──────── Document excerpt

Teaching & Research
Chris has been teaching law at UK universities since 2009 and has taught students on the LLB, Graduate Diploma in Law and LLM degrees. Chris is the module leader for Public Law, Human Rights, Commercial Law and the Law Project (Dissertation) on the LLB course. He is also the module leader for the Dissertation and Legal Research Methods modules on the LLM in Professional Practice course. He is a Fellow of the Higher Education Academy (since 2012) and was nominated for the University of Worcester’s Student Union’s Students’ Choice Award – Outstanding Lecturer Award in 2017 and 2020 and was shortlisted for the Student Union’s Students’ Choice Award – Exceptional Personal Academic Tutor in 2020.
Chris enjoys teaching Public Law and has recently published a textbook Public Law (Routledge 2021) which is designed to cover the Public Law and Constitutional and Administrative Law curriculum. He has previously presented on the teaching of Public Law at the Association of Law Teachers’ Annual Conference in 2015.
Chris has been a Fellow of the Higher Education Academy since 2012.
Chris has a keen interest in constitutional law, the role of parliament (with an emphasis on accountability), broader notions of executive accountability, and the global use of impeachment.
He is very happy to supervise PhD students in any of these areas.
Chris’ two main on-going research projects are:
Accountability and impeachment
Chris is interested in the accountability of the executive within the United Kingdom’s Westminster system of government and the use of impeachment as an accountability mechanism. He has been writing on various aspects of executive accountability for the past decade.

────────────────
──────── Listed entries

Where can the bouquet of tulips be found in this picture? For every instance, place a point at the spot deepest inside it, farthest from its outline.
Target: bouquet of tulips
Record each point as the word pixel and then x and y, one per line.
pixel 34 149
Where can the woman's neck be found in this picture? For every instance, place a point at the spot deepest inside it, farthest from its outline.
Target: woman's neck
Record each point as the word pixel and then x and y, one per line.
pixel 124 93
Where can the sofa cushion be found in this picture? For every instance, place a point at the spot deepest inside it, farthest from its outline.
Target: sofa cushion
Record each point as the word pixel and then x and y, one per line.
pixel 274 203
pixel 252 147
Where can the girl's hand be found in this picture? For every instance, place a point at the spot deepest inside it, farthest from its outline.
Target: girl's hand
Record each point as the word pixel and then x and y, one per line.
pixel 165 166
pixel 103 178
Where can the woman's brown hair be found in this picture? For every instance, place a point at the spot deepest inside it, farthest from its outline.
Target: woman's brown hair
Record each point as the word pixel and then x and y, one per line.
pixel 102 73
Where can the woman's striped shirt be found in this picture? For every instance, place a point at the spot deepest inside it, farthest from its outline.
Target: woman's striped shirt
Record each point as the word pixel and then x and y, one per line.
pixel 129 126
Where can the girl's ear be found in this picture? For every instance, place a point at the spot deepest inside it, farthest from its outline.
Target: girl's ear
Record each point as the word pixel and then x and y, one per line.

────────────────

• **What to work on**
Reproduce the teaching profile word for word, from "Chris has been a" to "use of impeachment.". Work from the teaching profile alone.

• **Exercise output**
Chris has been a Fellow of the Higher Education Academy since 2012.
Chris has a keen interest in constitutional law, the role of parliament (with an emphasis on accountability), broader notions of executive accountability, and the global use of impeachment.